## [WHAT YOU ARE ASKED TO DO]
Pick out and copy every line of the records below that contains the string "leaf". Case counts, so match capital and lowercase letters precisely.

## [RECORDS SUPPLIED]
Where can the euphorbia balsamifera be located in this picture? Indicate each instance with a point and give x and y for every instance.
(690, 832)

---

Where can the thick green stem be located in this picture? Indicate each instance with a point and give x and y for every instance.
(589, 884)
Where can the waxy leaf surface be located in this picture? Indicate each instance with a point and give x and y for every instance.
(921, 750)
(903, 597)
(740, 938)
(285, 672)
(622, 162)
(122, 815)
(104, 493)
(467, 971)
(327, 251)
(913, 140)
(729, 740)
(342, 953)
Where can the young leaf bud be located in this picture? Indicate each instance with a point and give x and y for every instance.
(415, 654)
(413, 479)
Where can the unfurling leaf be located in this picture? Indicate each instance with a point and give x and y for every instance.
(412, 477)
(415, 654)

## [SOLUTION TO THE PROBLEM]
Where can the waxy leaf surface be located in this picture? Indicate each instance with a point and give x and y for every instance.
Where can the young leaf bud be located in this picture? Indicate each instance with a point and give x and y for every instance.
Where can the unfurling leaf be located in this picture? Indicate each instance with a point and give x and y for every instance.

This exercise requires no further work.